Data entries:
---

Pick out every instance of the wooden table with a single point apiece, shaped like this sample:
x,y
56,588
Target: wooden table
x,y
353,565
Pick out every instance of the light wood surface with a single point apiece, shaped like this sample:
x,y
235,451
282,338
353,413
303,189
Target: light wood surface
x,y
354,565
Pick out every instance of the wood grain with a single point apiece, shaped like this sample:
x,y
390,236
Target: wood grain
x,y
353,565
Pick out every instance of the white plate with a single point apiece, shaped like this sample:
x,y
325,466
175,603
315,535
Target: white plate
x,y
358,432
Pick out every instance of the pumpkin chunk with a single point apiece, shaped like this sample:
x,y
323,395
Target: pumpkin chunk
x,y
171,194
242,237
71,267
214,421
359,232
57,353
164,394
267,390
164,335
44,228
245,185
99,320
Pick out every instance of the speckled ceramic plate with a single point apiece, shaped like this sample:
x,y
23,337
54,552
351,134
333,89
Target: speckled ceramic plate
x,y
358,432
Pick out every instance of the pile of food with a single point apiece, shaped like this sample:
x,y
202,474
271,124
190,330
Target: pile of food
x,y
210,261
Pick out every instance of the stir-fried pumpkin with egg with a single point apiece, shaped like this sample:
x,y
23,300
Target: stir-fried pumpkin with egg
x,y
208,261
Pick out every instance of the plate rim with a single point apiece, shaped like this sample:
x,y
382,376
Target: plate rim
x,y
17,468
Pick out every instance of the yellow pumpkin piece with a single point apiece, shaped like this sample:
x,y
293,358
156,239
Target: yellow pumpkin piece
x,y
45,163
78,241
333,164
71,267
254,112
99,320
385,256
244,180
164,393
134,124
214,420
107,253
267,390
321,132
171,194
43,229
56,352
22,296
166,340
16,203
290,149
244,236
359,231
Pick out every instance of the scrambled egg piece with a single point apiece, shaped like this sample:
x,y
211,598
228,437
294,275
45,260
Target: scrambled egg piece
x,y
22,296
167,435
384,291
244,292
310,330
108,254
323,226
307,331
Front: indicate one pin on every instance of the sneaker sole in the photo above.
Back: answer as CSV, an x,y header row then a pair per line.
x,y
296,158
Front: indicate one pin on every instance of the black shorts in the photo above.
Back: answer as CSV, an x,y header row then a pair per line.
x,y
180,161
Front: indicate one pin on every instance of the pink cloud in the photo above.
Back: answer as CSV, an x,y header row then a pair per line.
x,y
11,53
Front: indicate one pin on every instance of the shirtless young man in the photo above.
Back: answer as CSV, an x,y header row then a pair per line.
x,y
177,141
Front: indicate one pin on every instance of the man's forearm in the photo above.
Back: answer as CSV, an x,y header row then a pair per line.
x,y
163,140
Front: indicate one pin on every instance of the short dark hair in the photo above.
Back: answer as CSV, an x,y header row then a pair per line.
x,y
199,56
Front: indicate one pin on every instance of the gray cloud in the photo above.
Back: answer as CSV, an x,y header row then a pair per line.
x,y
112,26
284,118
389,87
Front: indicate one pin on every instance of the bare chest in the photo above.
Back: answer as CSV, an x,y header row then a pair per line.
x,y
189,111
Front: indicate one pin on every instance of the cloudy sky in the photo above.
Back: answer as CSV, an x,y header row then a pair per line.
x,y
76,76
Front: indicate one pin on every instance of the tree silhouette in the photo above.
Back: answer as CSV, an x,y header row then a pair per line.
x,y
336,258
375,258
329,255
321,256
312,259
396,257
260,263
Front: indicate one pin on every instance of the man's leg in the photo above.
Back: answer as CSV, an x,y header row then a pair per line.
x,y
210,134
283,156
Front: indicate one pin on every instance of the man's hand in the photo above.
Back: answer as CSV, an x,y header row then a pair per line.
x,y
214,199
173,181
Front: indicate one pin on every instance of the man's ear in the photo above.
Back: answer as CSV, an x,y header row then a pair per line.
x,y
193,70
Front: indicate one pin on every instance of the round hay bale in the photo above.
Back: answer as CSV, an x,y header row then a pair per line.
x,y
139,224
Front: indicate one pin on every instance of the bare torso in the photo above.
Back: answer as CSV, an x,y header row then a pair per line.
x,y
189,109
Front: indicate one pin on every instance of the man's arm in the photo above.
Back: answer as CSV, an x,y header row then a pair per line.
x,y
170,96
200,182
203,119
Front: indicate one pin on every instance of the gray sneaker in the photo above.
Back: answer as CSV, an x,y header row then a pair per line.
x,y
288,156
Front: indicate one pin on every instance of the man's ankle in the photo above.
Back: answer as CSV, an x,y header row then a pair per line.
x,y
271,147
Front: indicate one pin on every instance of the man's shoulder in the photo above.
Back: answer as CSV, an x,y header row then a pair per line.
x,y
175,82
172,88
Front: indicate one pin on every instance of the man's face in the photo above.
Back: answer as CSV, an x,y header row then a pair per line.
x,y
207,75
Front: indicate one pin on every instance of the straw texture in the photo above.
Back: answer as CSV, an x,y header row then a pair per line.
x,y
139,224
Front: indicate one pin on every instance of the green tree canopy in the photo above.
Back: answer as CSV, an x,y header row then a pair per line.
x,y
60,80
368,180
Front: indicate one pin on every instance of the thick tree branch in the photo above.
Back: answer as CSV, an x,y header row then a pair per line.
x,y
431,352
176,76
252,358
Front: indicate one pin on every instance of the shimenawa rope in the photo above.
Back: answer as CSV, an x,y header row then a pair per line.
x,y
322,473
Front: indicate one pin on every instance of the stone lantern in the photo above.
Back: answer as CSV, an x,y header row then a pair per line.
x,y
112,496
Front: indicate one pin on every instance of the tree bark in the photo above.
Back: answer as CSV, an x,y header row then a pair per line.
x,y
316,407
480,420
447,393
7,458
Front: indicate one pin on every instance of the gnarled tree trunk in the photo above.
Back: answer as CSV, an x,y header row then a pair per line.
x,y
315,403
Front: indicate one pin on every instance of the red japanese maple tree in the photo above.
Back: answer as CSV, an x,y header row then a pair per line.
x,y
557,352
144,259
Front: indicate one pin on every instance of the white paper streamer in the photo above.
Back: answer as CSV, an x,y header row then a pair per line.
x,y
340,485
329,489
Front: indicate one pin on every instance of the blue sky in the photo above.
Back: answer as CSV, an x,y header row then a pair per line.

---

To do
Write the entries out again, exactly and completely.

Exercise response
Pick out every instance of the wooden table with a single point apiece, shaped like this sample:
x,y
56,588
Target: wooden table
x,y
353,565
Pick out every instance of the light wood surface with a single point apiece, shaped like this sample:
x,y
235,451
282,338
353,413
303,189
Target: light wood surface
x,y
354,565
Pick out every instance of the wood grain with a single point apiece, shaped like this sample:
x,y
390,236
Target: wood grain
x,y
353,565
Pick out every instance of the white plate with a single point apiece, shaped like this sample:
x,y
325,466
175,603
315,535
Target: white plate
x,y
358,432
Pick out every instance of the pumpkin chunk with a single point apiece, shaped like this sample:
x,y
323,395
Target: pumpkin chunk
x,y
171,194
242,237
71,267
214,421
359,232
57,353
164,394
267,390
164,335
44,228
245,185
99,320
Pick out every instance of the speckled ceramic plate with a single point apiece, shaped like this sample:
x,y
23,337
54,552
351,134
333,89
Target: speckled ceramic plate
x,y
358,432
Pick out every instance of the pile of food with a single point apiece, shaped like this sample:
x,y
202,474
271,124
190,330
Target: pile of food
x,y
210,261
Pick out every instance of the stir-fried pumpkin with egg with a single point apiece, shaped like this sample:
x,y
23,300
Target: stir-fried pumpkin with egg
x,y
208,261
Pick out every instance of the plate rim with a single point apiece, shaped like this sample:
x,y
382,376
Target: plate rim
x,y
17,468
Pick out every instance of the yellow pumpkin piece with a single point apiece, shaped like this sample:
x,y
293,358
156,239
Target: yellow pumpkin piece
x,y
45,163
78,241
333,164
71,267
254,112
99,320
385,256
244,180
164,393
134,124
214,420
107,253
267,390
321,132
171,194
43,229
56,352
22,296
166,340
16,203
290,149
244,236
359,231
Pick out every instance of the scrambled egg piece with a single point apiece, shaped like this sample:
x,y
211,598
228,437
294,275
45,260
Target: scrambled egg piece
x,y
22,296
167,435
384,291
244,292
310,330
108,254
323,226
307,331
Front: indicate one pin on every instance of the sneaker sole in the photo above.
Back: answer as CSV, an x,y header row then a pair per line.
x,y
296,158
Front: indicate one pin on every instance of the black shorts in the photo above.
Back: answer as CSV, an x,y header row then a pair per line.
x,y
180,161
Front: indicate one pin on every instance of the pink cloud in the photo above.
Back: answer as CSV, an x,y header row then a pair per line.
x,y
11,53
Front: indicate one pin on every instance of the shirtless young man in the photo above.
Back: answer as CSV, an x,y header row then a pair per line.
x,y
177,141
Front: indicate one pin on every instance of the man's forearm in the photo above.
Back: answer as CSV, an x,y header row then a pair per line.
x,y
163,140
Front: indicate one pin on every instance of the short dark hair in the photo above.
Back: answer as CSV, an x,y header row then a pair per line.
x,y
199,56
Front: indicate one pin on every instance of the gray cloud in the photo above.
Back: answer as CSV, an x,y header row then a pair per line.
x,y
112,26
284,118
389,87
Front: indicate one pin on every instance of the bare chest in the photo above.
Back: answer as CSV, an x,y header row then a pair per line.
x,y
189,111
Front: indicate one pin on every instance of the cloudy sky in the photo above.
Back: answer as CSV, an x,y header row then a pair per line.
x,y
76,76
Front: indicate one pin on every instance of the tree silhouette in the photo above.
Back: answer as CSV, an x,y header row then a pair per line.
x,y
336,258
375,258
329,255
321,256
312,259
396,257
260,263
Front: indicate one pin on every instance of the man's leg in the photo above.
Back: answer as CSV, an x,y header row then a pair per line.
x,y
210,134
283,156
Front: indicate one pin on every instance of the man's hand in the photo above.
Back: answer as CSV, an x,y header row then a pair per line.
x,y
214,199
173,181
Front: indicate one pin on every instance of the man's ear in the photo above.
Back: answer as CSV, an x,y header row then a pair per line.
x,y
193,70
Front: indicate one pin on every instance of the round hay bale in the photo above.
Back: answer as CSV, an x,y header row then a pair per line.
x,y
139,224
Front: indicate one pin on every instance of the bare torso in the photo above.
Back: answer as CSV, an x,y header row then a pair per line.
x,y
189,109
Front: indicate one pin on every instance of the man's arm in the photo above.
Back: answer as CSV, an x,y header row then a pair per line.
x,y
170,96
200,182
203,119
Front: indicate one pin on every instance of the gray sneaker in the photo above.
Back: answer as CSV, an x,y header row then a pair per line.
x,y
288,156
Front: indicate one pin on every instance of the man's ankle in the photo above.
Back: answer as CSV, an x,y header row then a pair per line.
x,y
271,147
Front: indicate one pin on every instance of the man's shoulder in the photo above.
Back: answer as CSV, an x,y header row then a pair per line.
x,y
175,82
172,88
Front: indicate one pin on every instance of the man's face in the photo above.
Back: answer as CSV, an x,y header row then a pair per line.
x,y
207,75
Front: indicate one pin on every instance of the straw texture in the photo above.
Back: answer as CSV, an x,y header row then a pair per line.
x,y
139,224
Front: indicate one pin on every instance of the green tree canopy in the photo above.
Back: answer as CSV, an x,y header row then a pair per line.
x,y
60,80
368,180
Front: indicate one pin on every instance of the thick tree branch in the photo above.
Back: answer as CSV, an x,y header row then a pair per line.
x,y
431,352
176,76
252,358
Front: indicate one pin on every instance of the shimenawa rope in the photo above.
Back: answer as CSV, an x,y header row then a pair per line.
x,y
322,473
Front: indicate one pin on every instance of the stone lantern in the photo above.
Back: answer as CSV, an x,y header row then a pair per line.
x,y
112,496
Front: indicate one pin on every instance of the tree bark in the photo above.
Back: answer as CSV, an x,y header row then a pair per line.
x,y
316,407
480,420
447,393
7,458
Front: indicate one pin on every instance of the gnarled tree trunk in the photo above.
Back: answer as CSV, an x,y header row then a pair per line.
x,y
315,403
Front: indicate one pin on every instance of the red japanese maple tree in the photo above.
Back: answer as CSV, an x,y header row then a pair per line.
x,y
557,352
144,259
Front: indicate one pin on every instance of the white paper streamer in the photo above.
Back: answer as CSV, an x,y header row then a pair per line.
x,y
340,485
329,489
Front: indicate one pin on every instance of the blue sky in the photo above.
Back: answer as CSV, an x,y header row then a pair per line.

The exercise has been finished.